Point labeling dataset excerpts
━━━━
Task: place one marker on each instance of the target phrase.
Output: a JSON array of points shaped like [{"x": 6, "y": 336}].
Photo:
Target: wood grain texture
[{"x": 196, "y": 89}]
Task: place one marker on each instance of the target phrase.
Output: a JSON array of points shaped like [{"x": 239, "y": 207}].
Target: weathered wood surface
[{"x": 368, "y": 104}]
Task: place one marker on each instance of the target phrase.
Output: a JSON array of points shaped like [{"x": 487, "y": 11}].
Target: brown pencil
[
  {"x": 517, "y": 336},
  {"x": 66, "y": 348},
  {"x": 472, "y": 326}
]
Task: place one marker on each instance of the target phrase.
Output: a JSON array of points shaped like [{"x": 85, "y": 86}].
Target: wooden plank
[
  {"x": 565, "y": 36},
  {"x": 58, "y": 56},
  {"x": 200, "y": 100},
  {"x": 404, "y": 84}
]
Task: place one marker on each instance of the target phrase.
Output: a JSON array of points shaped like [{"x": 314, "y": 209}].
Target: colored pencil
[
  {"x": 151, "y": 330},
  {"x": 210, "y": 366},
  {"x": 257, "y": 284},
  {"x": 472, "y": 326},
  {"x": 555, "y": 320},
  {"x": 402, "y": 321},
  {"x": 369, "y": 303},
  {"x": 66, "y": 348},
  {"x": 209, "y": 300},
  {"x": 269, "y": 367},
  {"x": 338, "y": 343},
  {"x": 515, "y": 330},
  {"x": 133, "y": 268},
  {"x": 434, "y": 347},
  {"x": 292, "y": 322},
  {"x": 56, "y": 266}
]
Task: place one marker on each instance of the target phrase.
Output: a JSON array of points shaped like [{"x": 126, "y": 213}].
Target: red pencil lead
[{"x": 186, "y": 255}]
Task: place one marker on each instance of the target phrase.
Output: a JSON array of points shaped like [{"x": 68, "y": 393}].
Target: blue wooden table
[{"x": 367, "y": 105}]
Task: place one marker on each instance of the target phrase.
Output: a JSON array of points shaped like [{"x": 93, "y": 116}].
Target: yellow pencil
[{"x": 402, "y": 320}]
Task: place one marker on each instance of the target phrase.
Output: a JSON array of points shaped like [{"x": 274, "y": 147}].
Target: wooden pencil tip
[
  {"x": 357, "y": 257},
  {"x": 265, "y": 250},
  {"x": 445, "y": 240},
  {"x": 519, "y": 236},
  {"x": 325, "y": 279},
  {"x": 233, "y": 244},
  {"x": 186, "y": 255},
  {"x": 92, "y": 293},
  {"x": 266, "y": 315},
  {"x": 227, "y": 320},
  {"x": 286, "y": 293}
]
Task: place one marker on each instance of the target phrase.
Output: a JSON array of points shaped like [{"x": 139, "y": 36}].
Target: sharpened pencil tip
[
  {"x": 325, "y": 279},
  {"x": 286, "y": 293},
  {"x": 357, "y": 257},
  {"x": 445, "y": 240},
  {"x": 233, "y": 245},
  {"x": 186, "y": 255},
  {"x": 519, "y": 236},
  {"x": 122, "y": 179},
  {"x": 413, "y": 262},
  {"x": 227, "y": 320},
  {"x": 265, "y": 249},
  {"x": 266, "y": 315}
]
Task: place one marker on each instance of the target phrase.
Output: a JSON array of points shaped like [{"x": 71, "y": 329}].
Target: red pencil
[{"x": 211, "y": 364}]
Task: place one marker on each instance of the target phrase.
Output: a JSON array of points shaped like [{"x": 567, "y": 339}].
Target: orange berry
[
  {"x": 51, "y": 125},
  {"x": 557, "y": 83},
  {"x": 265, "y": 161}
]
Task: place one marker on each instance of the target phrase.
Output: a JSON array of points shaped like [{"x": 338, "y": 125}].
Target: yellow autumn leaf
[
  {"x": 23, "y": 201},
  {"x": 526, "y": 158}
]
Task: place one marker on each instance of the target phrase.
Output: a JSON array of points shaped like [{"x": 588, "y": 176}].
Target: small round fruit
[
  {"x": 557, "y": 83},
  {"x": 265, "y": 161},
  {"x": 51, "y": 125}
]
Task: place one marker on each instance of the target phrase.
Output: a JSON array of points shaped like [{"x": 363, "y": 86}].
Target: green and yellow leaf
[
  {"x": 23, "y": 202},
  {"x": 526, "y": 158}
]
━━━━
AIM OF THE TASK
Transcribe the whole listing exactly.

SOLUTION FOR THIS EXERCISE
Task: place one marker on each instance of the target phrase.
Output: a JSON array of points shaped like [{"x": 6, "y": 336}].
Photo:
Target: wood grain texture
[{"x": 196, "y": 89}]
Task: place one marker on each instance of the target phrase.
Output: a JSON array of points shaped like [{"x": 239, "y": 207}].
Target: weathered wood surface
[{"x": 368, "y": 104}]
Task: place one marker on each instance of the target phrase.
Output: a JSON array of points shaped like [{"x": 487, "y": 11}].
Target: brown pencil
[
  {"x": 517, "y": 336},
  {"x": 66, "y": 348},
  {"x": 472, "y": 326}
]
Task: place one marker on each instance of the target phrase.
Output: a JSON array of points shaped like [{"x": 85, "y": 86}].
Target: wooden plank
[
  {"x": 565, "y": 36},
  {"x": 58, "y": 56},
  {"x": 200, "y": 100},
  {"x": 404, "y": 84}
]
Task: place one marker on each instance of the target phrase.
Output: a JSON array of points shaped like [{"x": 314, "y": 209}].
Target: colored pencil
[
  {"x": 151, "y": 330},
  {"x": 210, "y": 366},
  {"x": 257, "y": 284},
  {"x": 472, "y": 326},
  {"x": 555, "y": 320},
  {"x": 402, "y": 321},
  {"x": 369, "y": 303},
  {"x": 66, "y": 348},
  {"x": 209, "y": 300},
  {"x": 269, "y": 367},
  {"x": 338, "y": 343},
  {"x": 515, "y": 330},
  {"x": 133, "y": 268},
  {"x": 434, "y": 347},
  {"x": 292, "y": 322},
  {"x": 56, "y": 266}
]
Task: place one marker on each instance of the target phrase.
Output: a JSON array of points shaped like [{"x": 126, "y": 213}].
Target: red pencil lead
[{"x": 186, "y": 255}]
Task: place one marker on each instance of the target phrase.
Output: a JSON array of points shaped like [{"x": 68, "y": 393}].
Target: blue wooden table
[{"x": 367, "y": 105}]
Task: place one marker on each instance of the target phrase.
Output: a JSON array of points shaped like [{"x": 93, "y": 116}].
Target: yellow pencil
[{"x": 402, "y": 320}]
Task: place one marker on each instance of the target phrase.
Output: a JSON array of points shaped like [{"x": 274, "y": 147}].
Target: wooden pencil tip
[
  {"x": 357, "y": 257},
  {"x": 265, "y": 250},
  {"x": 445, "y": 240},
  {"x": 519, "y": 236},
  {"x": 325, "y": 279},
  {"x": 233, "y": 244},
  {"x": 186, "y": 255},
  {"x": 92, "y": 293},
  {"x": 266, "y": 315},
  {"x": 227, "y": 320},
  {"x": 286, "y": 293}
]
Task: place one marker on each instance of the target phrase.
Output: a JSON array of points shaped like [{"x": 139, "y": 36}].
Target: sharpened pencil tip
[
  {"x": 325, "y": 279},
  {"x": 286, "y": 293},
  {"x": 357, "y": 257},
  {"x": 445, "y": 240},
  {"x": 233, "y": 245},
  {"x": 186, "y": 255},
  {"x": 519, "y": 236},
  {"x": 122, "y": 179},
  {"x": 413, "y": 262},
  {"x": 227, "y": 320},
  {"x": 265, "y": 249},
  {"x": 266, "y": 315}
]
Task: place one marker on each instance of the target phrase.
Output: a JSON array of points shaped like [{"x": 71, "y": 329}].
Target: red pencil
[{"x": 211, "y": 364}]
Task: place one marker on each instance of the target phrase.
Output: a JSON array of points shaped like [{"x": 567, "y": 339}].
Target: orange berry
[
  {"x": 51, "y": 125},
  {"x": 557, "y": 83},
  {"x": 265, "y": 161}
]
Task: place one marker on each instance of the target phrase.
Output: a JSON array of points shaped like [{"x": 338, "y": 125}].
Target: yellow autumn leaf
[
  {"x": 23, "y": 201},
  {"x": 526, "y": 158}
]
Task: place one marker on each instance of the target phrase.
Output: a JSON array of points shaped like [{"x": 588, "y": 176}].
Target: small round fruit
[
  {"x": 557, "y": 83},
  {"x": 265, "y": 161},
  {"x": 51, "y": 125}
]
Task: place one marker on each instance of the target phrase.
Output: a JSON array of points shaped like [{"x": 363, "y": 86}].
Target: green and yellow leaf
[
  {"x": 23, "y": 202},
  {"x": 526, "y": 158}
]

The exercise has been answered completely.